[[ The data, beginning ]]

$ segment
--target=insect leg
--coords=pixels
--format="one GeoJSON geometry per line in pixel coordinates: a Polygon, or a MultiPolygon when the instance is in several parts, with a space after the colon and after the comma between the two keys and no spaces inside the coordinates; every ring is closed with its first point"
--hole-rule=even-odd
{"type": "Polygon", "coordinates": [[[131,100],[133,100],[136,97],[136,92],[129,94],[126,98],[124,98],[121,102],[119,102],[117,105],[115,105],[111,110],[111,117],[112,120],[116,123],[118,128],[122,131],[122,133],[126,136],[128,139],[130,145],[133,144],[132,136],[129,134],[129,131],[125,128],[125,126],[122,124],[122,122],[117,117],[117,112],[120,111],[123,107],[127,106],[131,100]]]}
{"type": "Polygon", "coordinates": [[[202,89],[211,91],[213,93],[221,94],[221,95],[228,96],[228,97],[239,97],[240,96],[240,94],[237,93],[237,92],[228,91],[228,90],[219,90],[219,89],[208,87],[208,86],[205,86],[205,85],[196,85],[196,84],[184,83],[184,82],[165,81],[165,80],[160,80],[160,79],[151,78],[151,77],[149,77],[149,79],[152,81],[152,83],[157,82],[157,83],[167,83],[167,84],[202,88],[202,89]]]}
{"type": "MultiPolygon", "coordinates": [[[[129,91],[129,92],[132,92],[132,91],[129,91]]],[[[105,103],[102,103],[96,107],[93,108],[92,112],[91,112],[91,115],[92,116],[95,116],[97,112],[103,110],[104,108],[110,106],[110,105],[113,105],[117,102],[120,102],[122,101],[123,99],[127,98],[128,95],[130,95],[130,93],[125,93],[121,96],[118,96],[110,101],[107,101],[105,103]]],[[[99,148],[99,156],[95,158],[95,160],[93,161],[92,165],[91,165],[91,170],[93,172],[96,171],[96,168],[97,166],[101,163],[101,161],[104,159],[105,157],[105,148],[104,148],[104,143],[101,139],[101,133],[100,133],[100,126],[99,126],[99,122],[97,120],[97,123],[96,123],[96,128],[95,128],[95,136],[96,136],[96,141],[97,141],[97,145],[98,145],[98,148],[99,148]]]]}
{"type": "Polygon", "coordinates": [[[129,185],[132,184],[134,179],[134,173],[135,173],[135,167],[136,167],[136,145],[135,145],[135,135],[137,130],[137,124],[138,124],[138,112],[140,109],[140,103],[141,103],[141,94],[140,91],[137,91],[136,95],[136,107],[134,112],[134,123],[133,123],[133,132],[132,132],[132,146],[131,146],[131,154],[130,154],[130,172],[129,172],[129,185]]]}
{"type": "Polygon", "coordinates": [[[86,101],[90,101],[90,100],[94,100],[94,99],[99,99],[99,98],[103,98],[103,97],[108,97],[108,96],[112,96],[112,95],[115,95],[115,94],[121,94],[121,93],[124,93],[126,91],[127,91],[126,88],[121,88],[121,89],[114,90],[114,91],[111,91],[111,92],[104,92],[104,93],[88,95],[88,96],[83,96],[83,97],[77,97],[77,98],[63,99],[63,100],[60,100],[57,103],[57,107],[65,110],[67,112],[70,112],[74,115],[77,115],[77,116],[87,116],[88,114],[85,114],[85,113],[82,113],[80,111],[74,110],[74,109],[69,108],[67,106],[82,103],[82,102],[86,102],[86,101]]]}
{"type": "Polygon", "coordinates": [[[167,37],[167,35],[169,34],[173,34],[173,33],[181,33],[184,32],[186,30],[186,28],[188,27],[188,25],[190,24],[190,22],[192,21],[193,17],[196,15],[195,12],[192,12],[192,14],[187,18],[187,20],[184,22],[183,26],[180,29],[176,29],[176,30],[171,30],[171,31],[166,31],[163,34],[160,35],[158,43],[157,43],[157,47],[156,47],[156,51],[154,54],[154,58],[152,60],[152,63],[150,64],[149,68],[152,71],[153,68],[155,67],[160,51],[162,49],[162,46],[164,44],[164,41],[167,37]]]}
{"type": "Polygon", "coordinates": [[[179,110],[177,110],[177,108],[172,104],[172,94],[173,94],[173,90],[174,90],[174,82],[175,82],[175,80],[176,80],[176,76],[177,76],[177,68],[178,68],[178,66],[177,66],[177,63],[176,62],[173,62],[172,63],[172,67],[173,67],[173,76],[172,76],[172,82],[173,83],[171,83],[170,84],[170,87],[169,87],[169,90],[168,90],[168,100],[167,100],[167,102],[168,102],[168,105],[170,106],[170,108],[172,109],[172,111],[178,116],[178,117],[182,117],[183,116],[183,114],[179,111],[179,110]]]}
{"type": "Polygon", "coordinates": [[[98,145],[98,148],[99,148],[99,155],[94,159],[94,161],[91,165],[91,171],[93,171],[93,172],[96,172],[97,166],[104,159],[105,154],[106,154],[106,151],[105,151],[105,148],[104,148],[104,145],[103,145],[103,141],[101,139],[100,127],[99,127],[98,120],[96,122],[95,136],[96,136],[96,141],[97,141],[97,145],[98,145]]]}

[[ The data, end ]]

What's wanted is a faithful copy of each entry above.

Response to the task -
$ segment
--target=insect leg
--coords=pixels
--format="one GeoJSON geometry per line in pixel coordinates: a Polygon, or a MultiPolygon when the instance is in several parts, with a space after the colon and after the comma between the two keys and no spaces inside the coordinates; every ring is closed with its first point"
--hole-rule=even-odd
{"type": "Polygon", "coordinates": [[[131,100],[133,100],[136,97],[136,92],[129,94],[126,98],[124,98],[121,102],[119,102],[117,105],[115,105],[111,110],[111,117],[112,120],[116,123],[118,128],[122,131],[122,133],[126,136],[128,139],[130,145],[133,144],[132,136],[129,134],[129,131],[125,128],[125,126],[122,124],[122,122],[117,117],[117,112],[120,111],[123,107],[127,106],[131,100]]]}
{"type": "Polygon", "coordinates": [[[202,89],[211,91],[213,93],[221,94],[221,95],[228,96],[228,97],[239,97],[240,96],[240,94],[237,93],[237,92],[228,91],[228,90],[219,90],[219,89],[208,87],[208,86],[205,86],[205,85],[196,85],[196,84],[184,83],[184,82],[165,81],[165,80],[160,80],[160,79],[151,78],[151,77],[149,77],[149,79],[152,81],[152,83],[157,82],[157,83],[167,83],[167,84],[202,88],[202,89]]]}
{"type": "MultiPolygon", "coordinates": [[[[129,91],[129,92],[132,92],[132,91],[129,91]]],[[[105,103],[102,103],[96,107],[93,108],[92,112],[91,112],[91,115],[92,116],[95,116],[97,112],[103,110],[104,108],[110,106],[110,105],[113,105],[117,102],[120,102],[122,101],[123,99],[127,98],[128,95],[130,95],[130,93],[125,93],[121,96],[118,96],[110,101],[107,101],[105,103]]],[[[99,148],[99,156],[95,158],[95,160],[93,161],[92,165],[91,165],[91,170],[93,172],[96,171],[96,168],[97,166],[101,163],[101,161],[104,159],[105,157],[105,148],[104,148],[104,143],[101,139],[101,133],[100,133],[100,126],[99,126],[99,122],[97,120],[97,123],[96,123],[96,128],[95,128],[95,136],[96,136],[96,141],[97,141],[97,145],[98,145],[98,148],[99,148]]]]}
{"type": "Polygon", "coordinates": [[[129,185],[132,184],[134,179],[134,173],[135,173],[135,167],[136,167],[136,145],[135,145],[135,135],[137,130],[137,124],[138,124],[138,112],[140,109],[140,103],[141,103],[141,94],[140,91],[137,91],[136,95],[136,107],[134,112],[134,123],[133,123],[133,132],[132,132],[132,146],[131,146],[131,154],[130,154],[130,172],[129,172],[129,185]]]}
{"type": "Polygon", "coordinates": [[[86,101],[90,101],[90,100],[94,100],[94,99],[99,99],[99,98],[103,98],[103,97],[108,97],[108,96],[112,96],[112,95],[115,95],[115,94],[121,94],[121,93],[124,93],[126,91],[127,91],[126,88],[121,88],[121,89],[114,90],[114,91],[111,91],[111,92],[104,92],[104,93],[88,95],[88,96],[83,96],[83,97],[77,97],[77,98],[63,99],[63,100],[60,100],[57,103],[57,107],[65,110],[67,112],[70,112],[74,115],[77,115],[77,116],[87,116],[88,114],[85,114],[85,113],[82,113],[80,111],[74,110],[74,109],[69,108],[67,106],[82,103],[82,102],[86,102],[86,101]]]}
{"type": "Polygon", "coordinates": [[[167,37],[167,35],[169,34],[173,34],[173,33],[181,33],[184,32],[186,30],[186,28],[188,27],[188,25],[190,24],[190,22],[192,21],[193,17],[196,15],[195,12],[192,12],[192,14],[187,18],[187,20],[184,22],[183,26],[180,29],[176,29],[176,30],[171,30],[171,31],[166,31],[163,34],[160,35],[158,43],[157,43],[157,47],[156,47],[156,51],[154,54],[154,58],[152,60],[152,63],[150,64],[149,68],[152,71],[153,68],[155,67],[160,51],[162,49],[162,46],[164,44],[164,41],[167,37]]]}
{"type": "Polygon", "coordinates": [[[179,110],[177,110],[177,108],[172,104],[172,94],[173,94],[173,90],[174,90],[174,82],[175,82],[175,80],[176,80],[176,76],[177,76],[177,68],[178,68],[178,66],[177,66],[177,63],[176,62],[173,62],[172,63],[172,67],[173,67],[173,76],[172,76],[172,82],[173,83],[171,83],[170,84],[170,87],[169,87],[169,90],[168,90],[168,100],[167,100],[167,102],[168,102],[168,105],[170,106],[170,108],[172,109],[172,111],[178,116],[178,117],[182,117],[183,116],[183,114],[179,111],[179,110]]]}
{"type": "Polygon", "coordinates": [[[98,145],[98,148],[99,148],[99,155],[94,159],[94,161],[91,165],[91,171],[93,171],[93,172],[96,172],[97,166],[104,159],[105,154],[106,154],[106,151],[105,151],[105,148],[104,148],[104,145],[103,145],[103,141],[101,139],[100,127],[99,127],[98,120],[96,122],[95,136],[96,136],[96,141],[97,141],[97,145],[98,145]]]}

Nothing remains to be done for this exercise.